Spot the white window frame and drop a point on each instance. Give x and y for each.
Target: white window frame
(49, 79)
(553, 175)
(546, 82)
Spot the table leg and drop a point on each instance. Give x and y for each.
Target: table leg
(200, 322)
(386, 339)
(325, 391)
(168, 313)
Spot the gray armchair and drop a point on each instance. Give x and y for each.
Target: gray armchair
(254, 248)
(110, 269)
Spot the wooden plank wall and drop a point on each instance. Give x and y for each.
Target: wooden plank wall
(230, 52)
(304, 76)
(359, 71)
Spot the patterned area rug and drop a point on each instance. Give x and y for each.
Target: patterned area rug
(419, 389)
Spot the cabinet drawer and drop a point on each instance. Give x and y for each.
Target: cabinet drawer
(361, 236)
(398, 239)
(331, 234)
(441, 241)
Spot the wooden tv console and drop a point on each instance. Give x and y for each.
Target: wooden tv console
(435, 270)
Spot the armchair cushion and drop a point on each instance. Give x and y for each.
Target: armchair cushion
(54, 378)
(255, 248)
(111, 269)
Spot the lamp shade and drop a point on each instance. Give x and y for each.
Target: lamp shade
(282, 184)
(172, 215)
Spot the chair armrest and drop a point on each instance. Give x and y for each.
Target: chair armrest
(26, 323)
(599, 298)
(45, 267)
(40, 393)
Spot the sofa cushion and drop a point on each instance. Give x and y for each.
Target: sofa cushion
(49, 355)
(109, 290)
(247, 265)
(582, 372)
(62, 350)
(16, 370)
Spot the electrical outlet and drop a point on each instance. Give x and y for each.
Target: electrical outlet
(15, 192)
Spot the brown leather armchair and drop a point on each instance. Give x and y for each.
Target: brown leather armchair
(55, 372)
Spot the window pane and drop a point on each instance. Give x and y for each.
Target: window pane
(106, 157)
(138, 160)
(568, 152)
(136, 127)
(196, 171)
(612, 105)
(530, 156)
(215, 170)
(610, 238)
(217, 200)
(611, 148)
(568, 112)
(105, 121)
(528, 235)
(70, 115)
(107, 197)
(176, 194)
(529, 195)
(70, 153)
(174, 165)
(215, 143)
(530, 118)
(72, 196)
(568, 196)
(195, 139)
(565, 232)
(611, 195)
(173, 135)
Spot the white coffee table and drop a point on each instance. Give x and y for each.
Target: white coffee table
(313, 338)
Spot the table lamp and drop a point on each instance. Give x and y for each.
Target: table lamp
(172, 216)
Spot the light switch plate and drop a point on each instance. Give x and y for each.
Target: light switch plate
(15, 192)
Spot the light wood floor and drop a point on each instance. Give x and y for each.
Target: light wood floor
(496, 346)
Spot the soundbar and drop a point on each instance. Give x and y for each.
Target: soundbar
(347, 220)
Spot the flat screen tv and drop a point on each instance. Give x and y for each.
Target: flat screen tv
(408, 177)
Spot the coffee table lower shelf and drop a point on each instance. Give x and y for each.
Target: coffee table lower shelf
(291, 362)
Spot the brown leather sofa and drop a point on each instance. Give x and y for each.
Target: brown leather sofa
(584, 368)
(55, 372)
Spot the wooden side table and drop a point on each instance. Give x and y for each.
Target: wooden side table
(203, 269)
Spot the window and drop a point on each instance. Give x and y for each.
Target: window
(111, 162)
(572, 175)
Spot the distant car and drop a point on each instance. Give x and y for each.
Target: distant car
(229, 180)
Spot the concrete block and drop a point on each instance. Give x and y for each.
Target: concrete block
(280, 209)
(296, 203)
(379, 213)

________________________________________

Requirement ::
In the entries above, the lines between the one holding "Target: wooden plank wall" and the one holding "Spot the cabinet", inclusive, are to be printed exactly as written, and those alone.

Result for this task ::
Target: wooden plank wall
(230, 52)
(304, 76)
(359, 71)
Spot the patterned area rug and drop a point on each instance. Give x and y for each.
Target: patterned area rug
(419, 389)
Spot the cabinet drawer and drop a point on each instance. Give x and y for each.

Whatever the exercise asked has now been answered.